## start PROVIDED RECORDS

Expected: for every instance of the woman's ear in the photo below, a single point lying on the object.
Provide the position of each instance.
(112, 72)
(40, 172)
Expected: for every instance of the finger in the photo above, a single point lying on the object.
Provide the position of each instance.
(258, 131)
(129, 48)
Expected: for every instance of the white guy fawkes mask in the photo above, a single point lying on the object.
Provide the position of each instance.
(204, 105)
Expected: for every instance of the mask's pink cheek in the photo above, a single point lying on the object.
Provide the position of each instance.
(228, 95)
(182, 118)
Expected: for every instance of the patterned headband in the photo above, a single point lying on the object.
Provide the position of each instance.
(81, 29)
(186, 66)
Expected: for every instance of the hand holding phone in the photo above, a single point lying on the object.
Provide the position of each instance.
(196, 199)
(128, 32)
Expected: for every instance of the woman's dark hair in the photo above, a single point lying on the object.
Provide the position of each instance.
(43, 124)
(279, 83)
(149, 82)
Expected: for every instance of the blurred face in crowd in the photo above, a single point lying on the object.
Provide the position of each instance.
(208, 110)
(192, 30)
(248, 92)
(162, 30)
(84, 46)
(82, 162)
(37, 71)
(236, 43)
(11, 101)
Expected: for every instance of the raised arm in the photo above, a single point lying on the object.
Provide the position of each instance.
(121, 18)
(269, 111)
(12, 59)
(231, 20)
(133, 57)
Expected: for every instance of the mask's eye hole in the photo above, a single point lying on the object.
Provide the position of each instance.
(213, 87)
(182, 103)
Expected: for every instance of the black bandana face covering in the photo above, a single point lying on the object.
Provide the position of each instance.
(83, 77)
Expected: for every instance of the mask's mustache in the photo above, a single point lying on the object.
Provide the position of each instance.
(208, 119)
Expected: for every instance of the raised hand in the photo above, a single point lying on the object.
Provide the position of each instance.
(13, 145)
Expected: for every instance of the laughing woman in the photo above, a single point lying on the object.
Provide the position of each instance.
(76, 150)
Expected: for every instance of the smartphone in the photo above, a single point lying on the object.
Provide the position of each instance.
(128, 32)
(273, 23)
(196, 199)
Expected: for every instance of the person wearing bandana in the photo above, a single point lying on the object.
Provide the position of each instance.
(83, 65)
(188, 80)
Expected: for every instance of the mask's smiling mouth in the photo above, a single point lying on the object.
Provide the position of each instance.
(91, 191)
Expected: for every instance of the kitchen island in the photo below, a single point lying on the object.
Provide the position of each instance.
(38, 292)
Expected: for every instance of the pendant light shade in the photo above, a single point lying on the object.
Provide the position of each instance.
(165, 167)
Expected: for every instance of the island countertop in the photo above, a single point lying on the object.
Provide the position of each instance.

## end PROVIDED RECORDS

WHAT THIS TASK INVOLVES: Present every line of the data above as a numbered list, omitting any blank lines.

RESULT:
1. Expected: for every instance of the woman's ear in the photo below, a single point lying on the object.
2. Provide the position of each instance.
3. (112, 72)
4. (40, 172)
5. Expected: for every instance of the finger in the photo above, a single point lying on the object.
6. Provide the position of each instance.
7. (258, 131)
8. (129, 48)
9. Expected: for every instance of the white guy fawkes mask in the photo above, a single point lying on the object.
10. Provide the position of each instance.
11. (204, 105)
12. Expected: for every instance of the mask's pink cheek in the photo above, a single point lying on the object.
13. Provide the position of each instance.
14. (228, 95)
15. (182, 118)
16. Expected: for every instance of the patterned headband in the photo above, a single point lying on the object.
17. Provide the position of each instance.
18. (81, 29)
19. (186, 66)
20. Expected: for every instance of the hand holding phone in the photo above, a single point lying on the object.
21. Provide the position of each instance.
22. (196, 199)
23. (128, 32)
24. Expected: for every instance of the woman's dark hair in the photo above, a single point lying on the object.
25. Provide the position of each instance.
26. (43, 124)
27. (279, 83)
28. (149, 82)
29. Expected: for every instance of the blurred face in crowd in the photo above, a single point lying on the object.
30. Provide the position of each instance.
31. (208, 110)
32. (192, 30)
33. (248, 92)
34. (162, 30)
35. (84, 46)
36. (82, 162)
37. (37, 71)
38. (236, 43)
39. (11, 101)
40. Expected: for every instance of the raised arm in the photo above, a single point lying on the object.
41. Provide the position of each instance.
42. (121, 18)
43. (269, 111)
44. (12, 59)
45. (231, 20)
46. (133, 57)
47. Expected: for every instance of the mask's eye hole in the photo above, a single point lying on the object.
48. Provide the position of each instance.
49. (213, 87)
50. (182, 103)
51. Expected: for every instance of the black bandana face covering in the photo above, a single point lying on the object.
52. Provide the position of each instance.
53. (83, 77)
54. Expected: for every instance of the mask's mustache in the photo above, a single point lying on the object.
55. Provide the position of each instance.
56. (208, 119)
57. Expected: for every instance of the raised hand in the photo above, a single point lying on the object.
58. Provide the position of each instance.
59. (13, 145)
60. Expected: for every instance of the laughing woman in the photo above, a single point lying on the object.
61. Provide the position of each instance.
62. (76, 150)
63. Expected: for every instance of the smartphone in the photo above, a single point lying on the object.
64. Provide the position of each instance.
65. (128, 32)
66. (273, 23)
67. (196, 199)
68. Expected: for every instance of the person wearing bandana in the photo above, a single point lying on the object.
69. Provide the position of each instance.
70. (83, 65)
71. (188, 80)
72. Expected: for every instance of the mask's smiling mouth in the photo above, a single point lying on the object.
73. Provide the position of each instance.
74. (91, 191)
75. Expected: for every instance of the kitchen island in the photo below, a single point lying on the object.
76. Provide the position of each instance.
77. (38, 292)
78. Expected: for every instance of the pendant light shade in the photo above, a single point lying on the object.
79. Provide the position of each instance.
80. (165, 167)
81. Expected: for every instance of the island countertop in the photo above, a single point lying on the object.
82. Provide the position of each instance.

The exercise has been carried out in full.